Wymień wszystkie konkretne kosmetyki opisane w zamieszczonym niżej wpisie o zużytych produktach, nazywając je tak jak w tekście.

*** Tekst strony

Cześć!
Mam
pewne zboczenie. Zdradzę Wam jakie! Uwielbiam zbierać puste opakowania do
projektu denko. Każde kolejne lądujące w szufladzie sprawia mi ogromną radość.
Daje satysfakcję. Wiecie - żeby racjonalnie uzasadnić sobie zakupoholizm i
niepohamowany konsumpcjonizm trzeba zrobić coś, co da nam złudne poczucie, że
problem nie jest aż tak duży. Dla mnie
takim działaniem jest pisanie O zużytych produktach słów kilka. Uspokaja to trochę
moje sumienie - no bo przecież zużywam, nic się nie marnuje, nie wyrzucam
pieniędzy w błoto. Daje mi to też świadomość ile i jakich kosmetyków używam, a
ile i jakie chcę tylko posiadać. Jest szansa, że taki bilans tworzony raz po
raz dotrze do zakamarków umysłu i uświadomię sobie co przy kolejnych zakupach
powinnam sobie odpuścić. To tak w skrócie, w razie jakby idea tej serii postów
okazała się Wam mglista. Zapraszam na kilka krótkich recenzji produktów, które
zużyłam. Ten wpis poświęcę pielęgnacji twarzy
i ust.
Macie
jedyną i niepowtarzalną okazję zobaczyć moje dwa ulubione płyny micelarne obok
siebie. Pierwszy z nich to ultrapopularny Garnier 3w1, który jest niemal
idealny. Doskonale zmywa makijaż, nie szczypie w oczy, ma dużą butelkę i jest
tani. Piszę niemal, ponieważ brakuje mu jednej cechy - nie ma naturalnego
składu. Przy poszukiwaniach czegoś o lepszych ingradiencjach i trafiłam na
Sylveco - lipowy płyn micelarny. Sprawdza się równie dobrze co poprzednik,
jednak jego cena jest wyższa, a pojemność mniejsza. Stąd moja decyzja, że używać
ich będę zamiennie. Obydwa gorąco polecam.
Tonik
to dla mnie coś, w co nie wierzę zbyt mocno. Niby używam, niby działa. Ale tak
naprawdę skąd to wiadomo? Nikt normalny nie sprawdza sobie przecież codziennie
ph skóry, a do tego służy ten kosmetyk - do normalizowania poziomu ph. Lubię
jednak spryskać czymś twarz przed nałożeniem kremu, by ten lepiej się
rozprowadzał, przez co był bardziej wydajny. Ostatnimi czasy służyła mi do tego
mgiełka łagodząca z serii sensitive vegetal, która dawała fajne odświeżenie
rano. Nie zauważyłam żadnych innych jej właściwości. Tak samo zresztą jak wody
termalnej La roche-posay. Ta jednak miała przeboski atomizer, który robił
fantastyczną drobną mgiełkę, przez co używanie jej było superprzyjemne. Myślę,
że do wody termalnej wrócę.

******
*** Podany materiał

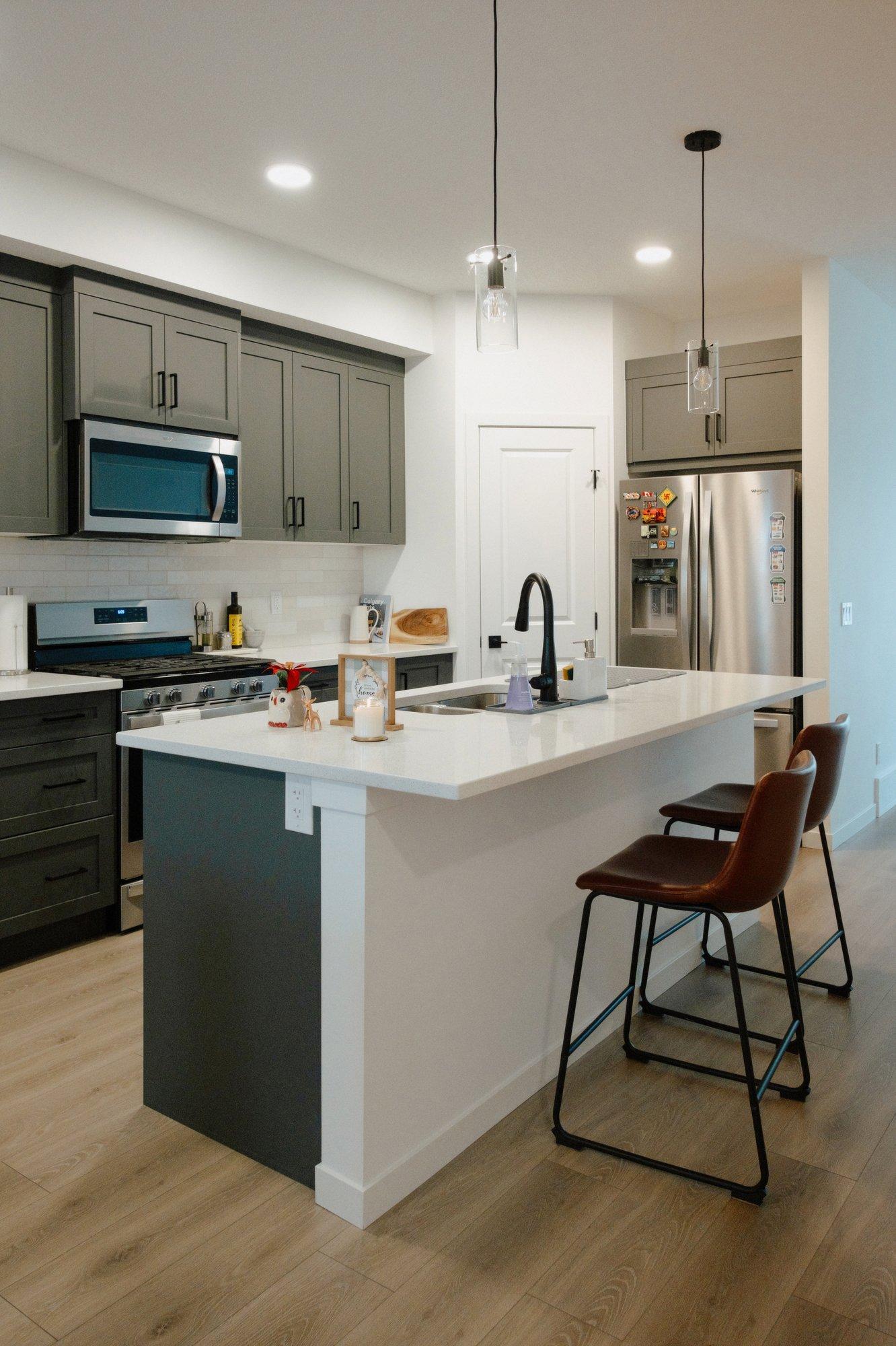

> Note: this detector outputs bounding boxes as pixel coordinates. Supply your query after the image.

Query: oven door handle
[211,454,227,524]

******
*** Podany materiał

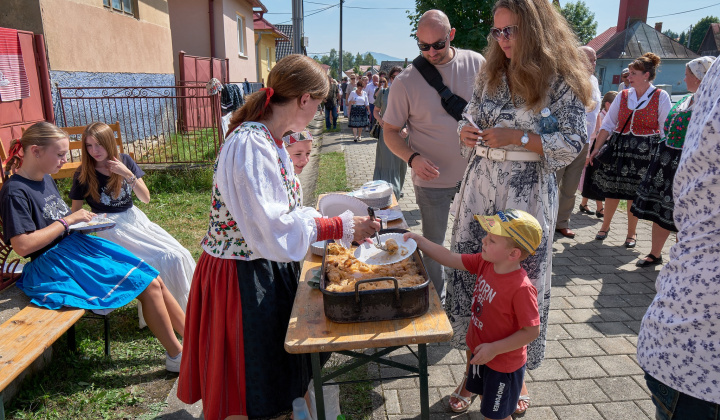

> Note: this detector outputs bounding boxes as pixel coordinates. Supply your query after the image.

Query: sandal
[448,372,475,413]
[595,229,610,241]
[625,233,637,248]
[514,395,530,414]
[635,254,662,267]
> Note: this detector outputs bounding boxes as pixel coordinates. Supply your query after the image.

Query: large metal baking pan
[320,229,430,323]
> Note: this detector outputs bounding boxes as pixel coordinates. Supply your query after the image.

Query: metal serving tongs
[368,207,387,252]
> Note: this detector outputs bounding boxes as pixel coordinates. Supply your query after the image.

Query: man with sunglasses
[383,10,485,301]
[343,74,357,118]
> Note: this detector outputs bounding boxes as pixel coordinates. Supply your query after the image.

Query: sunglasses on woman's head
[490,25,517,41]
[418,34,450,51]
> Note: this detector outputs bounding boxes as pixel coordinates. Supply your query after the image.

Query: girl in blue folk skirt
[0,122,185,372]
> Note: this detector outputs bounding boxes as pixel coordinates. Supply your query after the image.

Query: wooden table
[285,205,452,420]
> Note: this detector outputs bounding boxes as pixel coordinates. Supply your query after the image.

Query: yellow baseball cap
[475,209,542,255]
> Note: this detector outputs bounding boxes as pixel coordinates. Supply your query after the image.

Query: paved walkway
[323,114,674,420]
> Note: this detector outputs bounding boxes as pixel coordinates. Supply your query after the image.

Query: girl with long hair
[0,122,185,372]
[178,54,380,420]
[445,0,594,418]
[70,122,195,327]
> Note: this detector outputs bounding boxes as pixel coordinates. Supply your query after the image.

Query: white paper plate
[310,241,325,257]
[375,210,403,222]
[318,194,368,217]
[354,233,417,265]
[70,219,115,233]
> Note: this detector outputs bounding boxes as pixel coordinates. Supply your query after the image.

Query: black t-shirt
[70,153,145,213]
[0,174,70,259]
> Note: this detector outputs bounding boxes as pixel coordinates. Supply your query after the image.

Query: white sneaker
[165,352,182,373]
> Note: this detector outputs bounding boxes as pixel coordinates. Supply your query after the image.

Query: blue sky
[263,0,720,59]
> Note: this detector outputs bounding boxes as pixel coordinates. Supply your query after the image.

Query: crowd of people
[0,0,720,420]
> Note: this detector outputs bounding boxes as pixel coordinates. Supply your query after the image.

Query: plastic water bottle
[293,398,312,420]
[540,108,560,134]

******

## Wynik
- Garnier 3w1 (płyn micelarny)
- Sylveco – lipowy płyn micelarny
- mgiełka łagodząca z serii sensitive vegetal
- woda termalna La roche-posay